Could you return the text on cyclodextrin-functionalized calcium carbonate carriers word for word, from "Note: Nitrogen adsorption" to "of language errors."?

Text excerpt
((
Hydroxypropyl-β-cyclodextrin functionalized calcium carbonate microparticles as a potential carrier for enhancing oral delivery of water-insoluble drugs

Abstract

The objective of the present study was to demonstrate that a novel hydroxypropyl-β-cyclodextrin functionalized calcium carbonate (HP-β-CD/CC) based amorphous solid dispersion (ASD) can be used to increase the solubility and oral bioavailability of water-insoluble drugs. Irbesartan (IRB) was selected as a model compound and loaded into the nanoporous HP-β-CD/CC matrix using an immersion method. The IRB-loaded HP-β-CD/CC formulation was characterized by various analytical techniques, such as specific surface area analysis, scanning electron microscopy (SEM), dynamic light scattering (DLS), powder X-ray diffraction (PXRD), and differential scanning calorimetry (DSC). Analyses with PXRD and DSC confirmed that IRB was fully converted into the amorphous form in the nanopores of HP-β-CD/CC. From the solubility and dissolution tests, it was observed that the aqueous solubility and dissolution rate of IRB-loaded HP-β-CD/CC were increased significantly compared with those of pure IRB and IRB-loaded mesoporous silica. Likewise, the IRB-loaded HP-β-CD/CC formulation exhibited better absorption compared with that of the commercially available IRB capsules in beagle dogs. The mean peak plasma concentration (C_max) and the area under the mean plasma concentration–time curve (AUC_[0→48]) of IRB-loaded HP-β-CD/CC were 1.56- and 1.52-fold higher than that of the commercial product, respectively. Furthermore, the IRB-loaded HP-β-CD/CC formulation exhibited excellent stability against re-crystallization. These results clearly demonstrate that HP-β-CD/CC based porous ASD is a promising formulation approach to improve the aqueous solubility and the in vivo absorption performance of a water-insoluble compound like IRB.

Keywords:

• nanopore
• solid dispersion
• solubility
• dissolution rate
• bioavailability

Supplementary materials

Figure S1 Nitrogen adsorption/desorption isotherms of (A) HP-β-CD/CC and (B) SBA-16.

Note: Nitrogen adsorption isotherm (♦); nitrogen desorption isotherm (⋄).

Abbreviations: HP-β-CD/CC, hydroxypropyl-β-cyclodextrin functionalized calcium carbonate; SBA-16, Santa Barbara amorphous materials-16; STP, standard temperature and pressure.

Table S1 The materials used in the study

Acknowledgments

This work was financially supported by the National Science Foundation of China (No 81402879), the Natural Science Foundation of Jiangsu Province of China (No BK20140221), and Project for Excellent Talents of Xuzhou Medical College (No 53631309). We would like to thank Dr David Jack for ensuring that the document is free of language errors.

Disclosure

The authors report no conflicts of interest in this work.
))
(Recorded data)
((
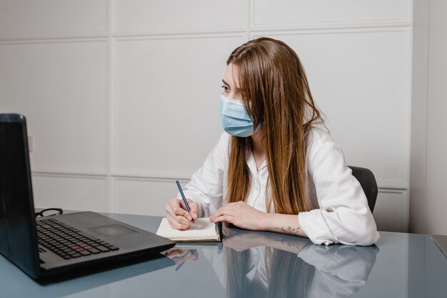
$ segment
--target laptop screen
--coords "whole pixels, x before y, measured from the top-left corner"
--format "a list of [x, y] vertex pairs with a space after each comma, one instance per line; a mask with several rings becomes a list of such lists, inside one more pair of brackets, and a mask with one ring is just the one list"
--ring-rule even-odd
[[26, 121], [18, 114], [0, 114], [0, 252], [39, 275]]

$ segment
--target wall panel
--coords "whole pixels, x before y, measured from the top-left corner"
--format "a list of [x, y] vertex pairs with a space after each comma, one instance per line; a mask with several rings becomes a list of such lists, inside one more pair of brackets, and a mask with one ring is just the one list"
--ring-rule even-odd
[[107, 0], [4, 0], [0, 39], [107, 31]]
[[[184, 184], [186, 184], [185, 182]], [[113, 212], [164, 217], [168, 200], [176, 197], [173, 180], [116, 178], [114, 180]]]
[[408, 21], [411, 2], [406, 0], [253, 0], [253, 24], [257, 26], [331, 26]]
[[24, 114], [34, 171], [105, 174], [104, 41], [0, 44], [0, 111]]
[[243, 28], [246, 1], [230, 0], [114, 0], [114, 30], [218, 30]]
[[222, 131], [225, 61], [243, 41], [224, 36], [116, 41], [114, 174], [189, 178], [201, 165]]

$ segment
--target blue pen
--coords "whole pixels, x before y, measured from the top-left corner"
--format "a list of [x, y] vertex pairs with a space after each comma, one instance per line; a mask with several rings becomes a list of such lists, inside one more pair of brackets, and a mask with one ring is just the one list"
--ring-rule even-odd
[[[179, 190], [180, 191], [180, 194], [181, 195], [181, 199], [183, 199], [183, 202], [185, 204], [185, 207], [186, 207], [186, 210], [188, 210], [188, 212], [189, 212], [189, 214], [191, 214], [191, 217], [192, 217], [193, 214], [191, 214], [191, 209], [189, 209], [189, 205], [188, 204], [188, 202], [186, 201], [186, 198], [185, 197], [185, 194], [183, 193], [183, 189], [181, 189], [181, 186], [180, 185], [180, 182], [179, 182], [179, 180], [177, 180], [177, 181], [176, 181], [176, 183], [177, 184], [177, 187], [179, 187]], [[193, 220], [191, 220], [191, 222], [194, 224], [194, 219], [193, 219]]]

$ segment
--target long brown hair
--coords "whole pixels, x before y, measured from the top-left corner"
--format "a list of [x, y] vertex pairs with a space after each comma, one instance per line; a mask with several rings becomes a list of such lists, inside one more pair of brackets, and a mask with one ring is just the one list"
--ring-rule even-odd
[[[262, 37], [236, 49], [231, 64], [242, 101], [254, 127], [263, 131], [268, 183], [267, 210], [297, 214], [311, 209], [306, 193], [306, 135], [323, 124], [313, 103], [299, 58], [281, 41]], [[251, 139], [232, 136], [229, 147], [227, 202], [245, 201], [250, 170], [245, 162]], [[270, 195], [269, 195], [270, 194]]]

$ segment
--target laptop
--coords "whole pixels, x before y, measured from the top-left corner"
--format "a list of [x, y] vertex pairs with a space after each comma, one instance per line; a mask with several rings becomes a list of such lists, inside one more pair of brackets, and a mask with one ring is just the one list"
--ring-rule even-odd
[[27, 140], [23, 115], [0, 114], [0, 253], [29, 277], [82, 274], [175, 245], [95, 212], [36, 217]]

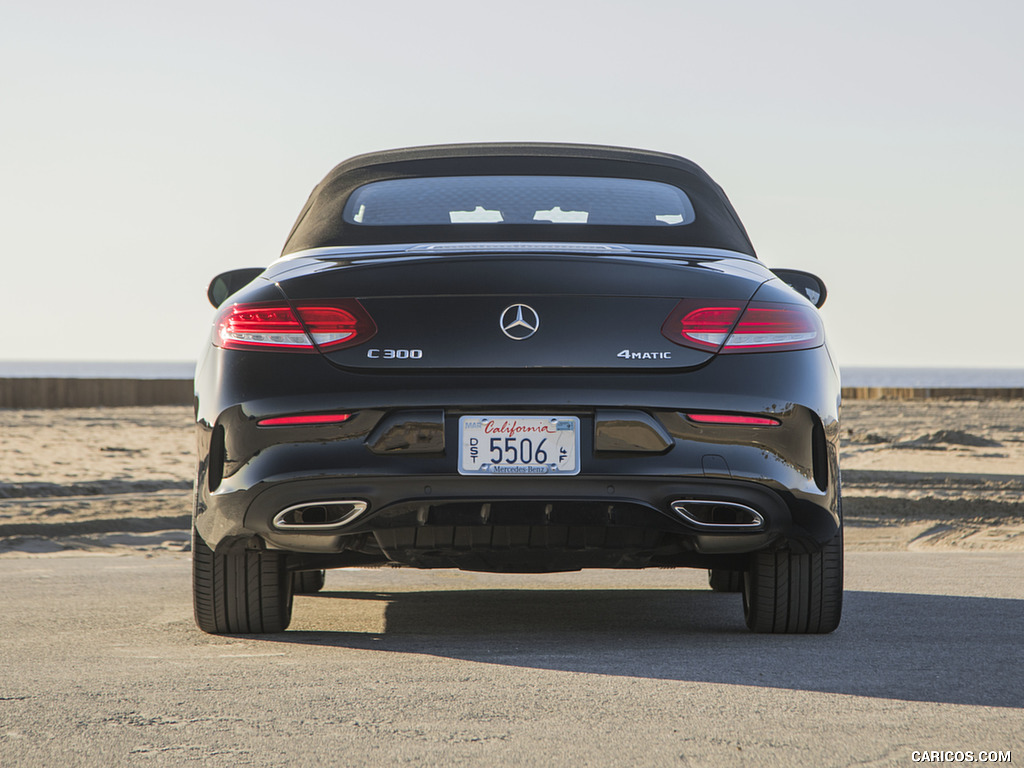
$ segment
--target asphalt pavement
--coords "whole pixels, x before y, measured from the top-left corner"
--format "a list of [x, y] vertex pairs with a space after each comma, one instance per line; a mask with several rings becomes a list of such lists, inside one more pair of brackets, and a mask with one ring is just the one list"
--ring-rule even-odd
[[808, 637], [748, 633], [696, 570], [406, 568], [213, 637], [189, 562], [0, 559], [0, 766], [1024, 763], [1024, 553], [848, 553]]

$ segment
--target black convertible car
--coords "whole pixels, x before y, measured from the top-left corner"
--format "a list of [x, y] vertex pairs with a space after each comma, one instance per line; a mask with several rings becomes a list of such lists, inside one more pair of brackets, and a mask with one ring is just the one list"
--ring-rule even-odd
[[[280, 632], [324, 569], [707, 568], [755, 632], [839, 625], [821, 281], [696, 165], [461, 144], [335, 168], [210, 285], [196, 620]], [[397, 575], [396, 575], [397, 578]]]

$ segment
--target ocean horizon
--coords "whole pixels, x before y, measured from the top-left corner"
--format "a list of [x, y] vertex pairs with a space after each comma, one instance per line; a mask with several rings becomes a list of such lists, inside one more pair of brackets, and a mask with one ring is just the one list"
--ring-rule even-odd
[[[0, 360], [0, 379], [191, 379], [188, 360]], [[848, 366], [845, 387], [1024, 387], [1024, 368]]]

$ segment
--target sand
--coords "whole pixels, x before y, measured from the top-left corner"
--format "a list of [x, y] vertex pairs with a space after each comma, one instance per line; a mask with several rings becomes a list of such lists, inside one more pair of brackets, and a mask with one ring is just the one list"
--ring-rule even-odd
[[[188, 548], [189, 407], [0, 410], [0, 557]], [[848, 400], [848, 549], [1024, 550], [1024, 400]]]

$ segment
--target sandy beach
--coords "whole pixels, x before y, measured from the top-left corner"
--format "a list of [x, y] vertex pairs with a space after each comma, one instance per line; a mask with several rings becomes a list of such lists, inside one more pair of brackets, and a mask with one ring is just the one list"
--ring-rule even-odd
[[[0, 557], [186, 550], [189, 407], [0, 411]], [[851, 550], [1024, 550], [1024, 400], [847, 400]]]

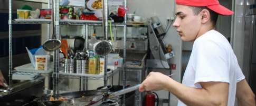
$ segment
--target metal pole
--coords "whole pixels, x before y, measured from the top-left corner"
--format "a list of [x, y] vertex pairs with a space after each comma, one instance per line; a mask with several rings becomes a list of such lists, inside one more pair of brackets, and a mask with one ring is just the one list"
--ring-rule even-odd
[[[48, 1], [48, 8], [51, 8], [51, 0]], [[53, 22], [52, 22], [52, 24]], [[48, 24], [48, 39], [51, 38], [51, 24]], [[50, 89], [51, 83], [50, 83], [50, 75], [48, 76], [48, 89]]]
[[[55, 7], [54, 7], [54, 17], [55, 21], [55, 30], [56, 30], [56, 37], [57, 39], [60, 39], [60, 30], [59, 30], [59, 0], [54, 1]], [[54, 22], [53, 22], [53, 23]], [[54, 30], [54, 29], [53, 29]], [[53, 52], [53, 62], [54, 64], [54, 70], [53, 71], [53, 91], [54, 94], [59, 93], [59, 50]], [[55, 56], [55, 57], [54, 57]]]
[[[127, 0], [124, 0], [124, 2], [125, 3], [125, 8], [126, 8], [126, 7], [127, 6]], [[122, 88], [125, 89], [125, 86], [126, 86], [126, 25], [127, 25], [127, 16], [126, 14], [125, 15], [125, 25], [124, 26], [124, 75], [123, 75], [123, 85], [122, 85]], [[125, 94], [124, 94], [122, 96], [123, 97], [125, 97]], [[125, 105], [125, 98], [122, 98], [122, 104], [123, 105]]]
[[[51, 8], [51, 0], [48, 1], [48, 8]], [[53, 22], [52, 22], [53, 23]], [[48, 24], [48, 39], [49, 39], [51, 38], [51, 24]]]
[[10, 85], [13, 84], [13, 53], [12, 45], [12, 0], [9, 0], [9, 76]]
[[[103, 2], [102, 8], [103, 8], [102, 12], [102, 30], [103, 30], [103, 36], [105, 39], [108, 38], [108, 1], [105, 0]], [[108, 73], [107, 73], [107, 62], [108, 62], [108, 56], [106, 55], [105, 56], [104, 59], [104, 86], [106, 87], [108, 84]]]
[[[83, 25], [83, 38], [84, 39], [86, 39], [86, 25]], [[87, 42], [86, 41], [86, 43], [84, 43], [84, 47], [83, 48], [83, 51], [86, 51], [86, 44]], [[86, 71], [86, 70], [83, 70], [83, 71]], [[86, 90], [86, 77], [83, 77], [83, 90], [85, 91]]]
[[[89, 25], [86, 25], [86, 51], [89, 52]], [[86, 78], [86, 90], [88, 90], [88, 78]]]

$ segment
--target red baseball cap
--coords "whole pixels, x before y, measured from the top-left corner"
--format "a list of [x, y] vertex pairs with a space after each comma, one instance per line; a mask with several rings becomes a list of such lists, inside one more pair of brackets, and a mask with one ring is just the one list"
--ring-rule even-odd
[[234, 12], [221, 5], [218, 0], [176, 0], [177, 4], [196, 7], [206, 6], [222, 15], [231, 15]]

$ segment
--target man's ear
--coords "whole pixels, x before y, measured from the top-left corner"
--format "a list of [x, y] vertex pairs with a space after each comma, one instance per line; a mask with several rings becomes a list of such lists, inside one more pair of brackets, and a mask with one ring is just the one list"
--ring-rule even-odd
[[201, 12], [200, 12], [200, 14], [202, 23], [206, 23], [207, 22], [210, 20], [210, 12], [208, 10], [206, 9], [203, 9]]

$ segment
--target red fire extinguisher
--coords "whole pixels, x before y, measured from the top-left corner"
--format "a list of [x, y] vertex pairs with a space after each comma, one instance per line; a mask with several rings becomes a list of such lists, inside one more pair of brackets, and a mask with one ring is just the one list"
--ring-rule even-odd
[[155, 106], [155, 94], [148, 92], [145, 96], [145, 106]]

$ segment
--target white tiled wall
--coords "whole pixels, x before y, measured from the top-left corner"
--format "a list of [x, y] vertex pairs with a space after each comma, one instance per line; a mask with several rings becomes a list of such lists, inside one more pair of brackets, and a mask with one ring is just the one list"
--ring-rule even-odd
[[[136, 11], [135, 15], [141, 18], [150, 18], [157, 16], [165, 28], [167, 24], [167, 16], [174, 16], [175, 1], [174, 0], [129, 0], [127, 6], [129, 8], [129, 13]], [[170, 24], [169, 24], [169, 25]], [[181, 37], [176, 31], [176, 28], [171, 26], [167, 32], [164, 41], [173, 46], [175, 57], [170, 59], [171, 62], [176, 64], [176, 70], [173, 70], [172, 73], [176, 74], [172, 76], [173, 79], [181, 82], [181, 56], [182, 42]], [[169, 74], [169, 71], [164, 69], [154, 69], [153, 71], [160, 71], [166, 75]], [[162, 99], [168, 99], [168, 92], [159, 91], [157, 92]], [[178, 99], [173, 94], [170, 96], [170, 104], [171, 106], [177, 105]], [[164, 105], [167, 105], [165, 104]]]

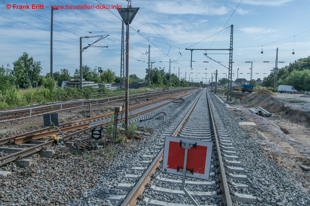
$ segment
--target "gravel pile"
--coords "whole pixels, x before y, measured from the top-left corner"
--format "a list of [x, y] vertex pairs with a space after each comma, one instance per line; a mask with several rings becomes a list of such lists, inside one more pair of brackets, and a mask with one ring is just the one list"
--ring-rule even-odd
[[[241, 120], [234, 119], [224, 107], [225, 105], [215, 103], [219, 100], [214, 95], [211, 95], [211, 98], [233, 140], [232, 144], [239, 157], [237, 160], [241, 162], [247, 177], [246, 180], [239, 182], [248, 185], [248, 187], [240, 190], [234, 187], [235, 191], [257, 198], [256, 202], [238, 203], [238, 205], [310, 205], [310, 195], [296, 184], [298, 179], [264, 154], [261, 144], [262, 141], [264, 143], [264, 139], [259, 137], [250, 137], [238, 126], [238, 122]], [[257, 117], [255, 117], [257, 119]], [[264, 118], [258, 117], [264, 121]], [[266, 124], [266, 126], [270, 127], [271, 125]], [[274, 151], [277, 151], [276, 149]]]

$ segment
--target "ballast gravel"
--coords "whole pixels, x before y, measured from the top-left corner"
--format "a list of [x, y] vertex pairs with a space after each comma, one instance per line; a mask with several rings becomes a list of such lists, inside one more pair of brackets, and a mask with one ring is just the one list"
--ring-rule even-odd
[[90, 143], [93, 142], [89, 133], [75, 141], [74, 148], [49, 148], [55, 150], [53, 157], [35, 154], [27, 157], [34, 161], [28, 168], [20, 167], [15, 162], [2, 166], [0, 170], [11, 174], [0, 176], [0, 205], [120, 204], [120, 202], [112, 202], [106, 198], [111, 194], [128, 194], [128, 190], [120, 189], [118, 183], [135, 183], [135, 180], [124, 178], [125, 175], [141, 173], [130, 170], [132, 167], [147, 166], [144, 164], [132, 163], [133, 161], [151, 160], [143, 155], [157, 154], [159, 149], [155, 148], [162, 146], [161, 143], [163, 142], [161, 139], [164, 132], [163, 128], [170, 125], [185, 108], [193, 103], [198, 94], [197, 92], [184, 97], [186, 102], [179, 100], [183, 105], [171, 103], [164, 110], [166, 116], [161, 115], [138, 123], [139, 126], [155, 129], [152, 136], [144, 136], [147, 140], [132, 139], [128, 144], [109, 145], [104, 153], [97, 154], [85, 149], [91, 148]]
[[[141, 174], [131, 170], [132, 167], [146, 166], [144, 164], [133, 163], [133, 161], [151, 160], [143, 155], [157, 154], [160, 150], [157, 147], [163, 143], [163, 128], [170, 126], [198, 94], [196, 92], [184, 98], [186, 102], [180, 101], [183, 105], [170, 104], [164, 111], [166, 116], [159, 115], [139, 123], [139, 126], [154, 130], [151, 136], [144, 137], [148, 140], [130, 140], [129, 144], [120, 144], [116, 146], [117, 148], [110, 148], [110, 153], [105, 153], [104, 157], [99, 154], [88, 157], [89, 153], [78, 149], [74, 151], [78, 151], [78, 154], [72, 153], [72, 150], [69, 148], [55, 147], [52, 149], [56, 153], [53, 157], [43, 158], [38, 155], [30, 157], [34, 163], [28, 168], [20, 168], [14, 162], [2, 166], [0, 170], [11, 174], [0, 176], [0, 205], [120, 205], [121, 203], [107, 198], [112, 194], [127, 194], [129, 191], [119, 189], [118, 183], [135, 183], [135, 180], [125, 178], [125, 175]], [[236, 205], [310, 205], [310, 195], [295, 183], [298, 180], [264, 153], [259, 141], [260, 137], [250, 138], [238, 127], [238, 121], [231, 116], [225, 105], [213, 95], [210, 96], [233, 140], [237, 155], [247, 177], [246, 180], [239, 182], [249, 187], [241, 190], [234, 188], [235, 191], [251, 194], [257, 198], [255, 202], [238, 202]], [[90, 136], [86, 134], [81, 138], [88, 138], [90, 141]], [[157, 195], [154, 193], [154, 195]], [[189, 201], [184, 202], [183, 195], [157, 197], [162, 201], [174, 198], [178, 203], [191, 204]], [[204, 198], [199, 199], [202, 203], [207, 202]]]
[[[249, 187], [240, 190], [235, 188], [235, 191], [251, 194], [257, 199], [256, 202], [237, 203], [238, 205], [310, 205], [310, 195], [298, 184], [298, 179], [264, 154], [261, 143], [264, 139], [259, 136], [255, 139], [250, 137], [238, 126], [238, 122], [242, 120], [235, 120], [225, 108], [225, 104], [219, 103], [214, 95], [210, 96], [233, 140], [237, 155], [247, 177], [239, 183], [248, 184]], [[278, 152], [280, 152], [275, 151]]]

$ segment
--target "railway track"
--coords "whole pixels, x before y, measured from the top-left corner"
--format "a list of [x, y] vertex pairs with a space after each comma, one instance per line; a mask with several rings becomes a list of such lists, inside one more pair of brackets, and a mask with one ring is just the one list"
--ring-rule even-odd
[[[172, 90], [165, 92], [171, 92], [179, 90]], [[162, 91], [156, 91], [131, 95], [130, 99], [134, 99], [162, 94]], [[88, 106], [90, 104], [104, 104], [116, 101], [125, 100], [124, 95], [107, 97], [100, 99], [82, 100], [61, 102], [47, 105], [38, 106], [31, 107], [0, 111], [0, 122], [26, 118], [43, 114], [55, 112], [62, 110], [81, 107]]]
[[[132, 107], [130, 109], [130, 115], [132, 117], [131, 122], [135, 121], [138, 118], [148, 117], [150, 114], [153, 115], [162, 110], [165, 105], [171, 103], [176, 99], [188, 95], [193, 91], [184, 91], [178, 94], [170, 95], [160, 98], [155, 100], [140, 103]], [[125, 112], [124, 110], [123, 111]], [[113, 112], [110, 112], [104, 115], [92, 118], [67, 123], [60, 125], [59, 128], [66, 135], [62, 137], [66, 142], [70, 140], [85, 133], [96, 127], [104, 127], [111, 120], [111, 116]], [[121, 122], [125, 119], [125, 115], [121, 116], [118, 121]], [[124, 117], [122, 117], [122, 116]], [[135, 117], [139, 116], [136, 118]], [[121, 125], [121, 123], [120, 124]], [[14, 145], [9, 147], [2, 147], [0, 150], [7, 155], [0, 158], [0, 166], [2, 165], [21, 158], [32, 154], [40, 152], [45, 150], [54, 143], [53, 140], [49, 140], [49, 137], [53, 135], [58, 135], [60, 132], [57, 130], [49, 128], [43, 128], [35, 131], [21, 134], [18, 135], [0, 139], [0, 145], [13, 143], [18, 146], [18, 149], [13, 149]], [[42, 141], [36, 141], [36, 144], [32, 144], [31, 141], [43, 139]], [[28, 144], [29, 143], [30, 144]], [[27, 143], [27, 144], [24, 144]], [[70, 143], [71, 144], [71, 143]], [[16, 150], [17, 151], [16, 151]]]
[[[216, 112], [213, 112], [212, 115], [212, 110], [207, 109], [211, 107], [204, 90], [164, 133], [165, 136], [215, 143], [210, 179], [206, 181], [188, 178], [185, 182], [188, 189], [199, 204], [230, 206], [234, 202], [255, 201], [255, 197], [234, 192], [231, 189], [232, 187], [247, 187], [237, 183], [239, 179], [246, 177], [242, 174], [243, 169], [239, 166], [241, 163], [235, 161], [238, 157], [234, 155], [234, 148], [231, 146], [231, 142], [223, 123], [219, 120]], [[129, 166], [132, 166], [128, 172], [124, 175], [120, 174], [122, 178], [120, 178], [122, 179], [117, 188], [123, 193], [115, 194], [110, 191], [107, 201], [114, 202], [116, 205], [121, 203], [121, 205], [124, 206], [192, 204], [180, 189], [181, 176], [160, 171], [164, 137], [148, 153], [137, 154], [140, 155], [140, 159], [131, 162]]]

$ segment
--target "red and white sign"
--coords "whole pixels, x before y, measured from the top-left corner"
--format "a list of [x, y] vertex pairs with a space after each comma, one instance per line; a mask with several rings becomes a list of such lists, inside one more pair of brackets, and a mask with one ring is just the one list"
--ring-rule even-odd
[[192, 147], [188, 150], [186, 170], [191, 170], [193, 169], [193, 174], [187, 173], [186, 176], [209, 179], [213, 146], [212, 142], [166, 136], [162, 171], [183, 175], [183, 172], [177, 171], [178, 166], [180, 169], [183, 169], [185, 153], [185, 149], [180, 146], [180, 141], [183, 143], [193, 145], [197, 143], [196, 149]]

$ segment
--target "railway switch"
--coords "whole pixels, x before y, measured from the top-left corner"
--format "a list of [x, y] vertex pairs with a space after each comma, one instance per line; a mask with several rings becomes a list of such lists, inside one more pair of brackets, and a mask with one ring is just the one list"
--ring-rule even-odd
[[123, 110], [123, 107], [122, 106], [117, 106], [115, 107], [115, 109], [116, 115], [119, 115]]
[[54, 143], [56, 145], [65, 145], [64, 143], [64, 139], [61, 137], [57, 137], [56, 135], [52, 135], [50, 139], [51, 140], [54, 140]]
[[96, 149], [99, 149], [98, 141], [103, 137], [103, 128], [96, 128], [91, 130], [91, 138], [95, 139], [95, 146]]

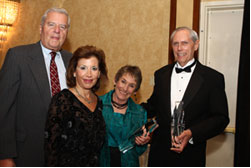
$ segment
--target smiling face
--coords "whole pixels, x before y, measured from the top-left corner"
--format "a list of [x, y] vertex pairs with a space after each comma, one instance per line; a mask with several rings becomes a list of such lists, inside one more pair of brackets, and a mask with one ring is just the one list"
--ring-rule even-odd
[[94, 56], [87, 59], [81, 58], [78, 61], [76, 71], [74, 72], [74, 76], [76, 77], [76, 87], [91, 90], [100, 76], [98, 65], [98, 59]]
[[185, 66], [194, 58], [194, 52], [198, 49], [199, 40], [193, 42], [188, 30], [177, 31], [172, 40], [172, 48], [175, 60]]
[[114, 101], [120, 104], [127, 102], [128, 98], [134, 93], [137, 82], [133, 76], [126, 73], [115, 82], [115, 92], [114, 92]]
[[44, 25], [40, 25], [40, 38], [44, 47], [58, 51], [68, 32], [67, 16], [63, 13], [49, 12]]

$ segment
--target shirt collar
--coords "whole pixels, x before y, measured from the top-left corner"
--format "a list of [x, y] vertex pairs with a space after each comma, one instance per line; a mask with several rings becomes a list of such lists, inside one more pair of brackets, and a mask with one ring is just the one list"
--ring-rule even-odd
[[178, 67], [178, 68], [186, 68], [187, 66], [191, 65], [193, 62], [195, 61], [195, 59], [191, 59], [190, 61], [188, 61], [188, 63], [185, 65], [185, 66], [181, 66], [178, 62], [175, 64], [175, 67]]

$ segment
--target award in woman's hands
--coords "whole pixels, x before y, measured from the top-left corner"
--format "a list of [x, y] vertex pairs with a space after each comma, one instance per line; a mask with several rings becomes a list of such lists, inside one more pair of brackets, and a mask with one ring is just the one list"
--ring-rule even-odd
[[177, 140], [177, 137], [185, 129], [183, 105], [184, 105], [183, 101], [176, 101], [175, 108], [172, 115], [171, 138], [172, 138], [172, 147], [174, 148], [177, 147], [176, 146], [177, 144], [180, 144], [180, 142]]
[[132, 149], [135, 146], [135, 137], [141, 136], [143, 134], [143, 126], [146, 128], [146, 131], [149, 133], [152, 133], [156, 128], [159, 127], [159, 124], [157, 121], [152, 118], [150, 121], [142, 125], [141, 127], [138, 127], [137, 129], [132, 129], [133, 132], [129, 133], [128, 138], [126, 138], [120, 145], [119, 150], [122, 153], [126, 153], [128, 150]]

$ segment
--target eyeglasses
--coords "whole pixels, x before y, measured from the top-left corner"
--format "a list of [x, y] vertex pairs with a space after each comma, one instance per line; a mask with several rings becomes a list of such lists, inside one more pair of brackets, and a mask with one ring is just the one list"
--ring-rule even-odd
[[67, 25], [65, 25], [65, 24], [56, 24], [56, 23], [54, 23], [54, 22], [48, 22], [47, 23], [47, 26], [49, 27], [49, 28], [56, 28], [56, 26], [59, 26], [59, 28], [60, 28], [60, 30], [67, 30], [68, 29], [68, 26]]

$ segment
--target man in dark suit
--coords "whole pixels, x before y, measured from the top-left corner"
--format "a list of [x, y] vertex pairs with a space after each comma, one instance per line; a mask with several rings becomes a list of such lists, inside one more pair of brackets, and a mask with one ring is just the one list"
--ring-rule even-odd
))
Reply to the exercise
Note: Nitrogen adsorption isotherm (♦); nitrogen desorption isotherm (⋄).

Abbreviations: HP-β-CD/CC, hydroxypropyl-β-cyclodextrin functionalized calcium carbonate; SBA-16, Santa Barbara amorphous materials-16; STP, standard temperature and pressure.

Table S1 The materials used in the study

Acknowledgments

This work was financially supported by the National Science Foundation of China (No 81402879), the Natural Science Foundation of Jiangsu Province of China (No BK20140221), and Project for Excellent Talents of Xuzhou Medical College (No 53631309). We would like to thank Dr David Jack for ensuring that the document is free of language errors.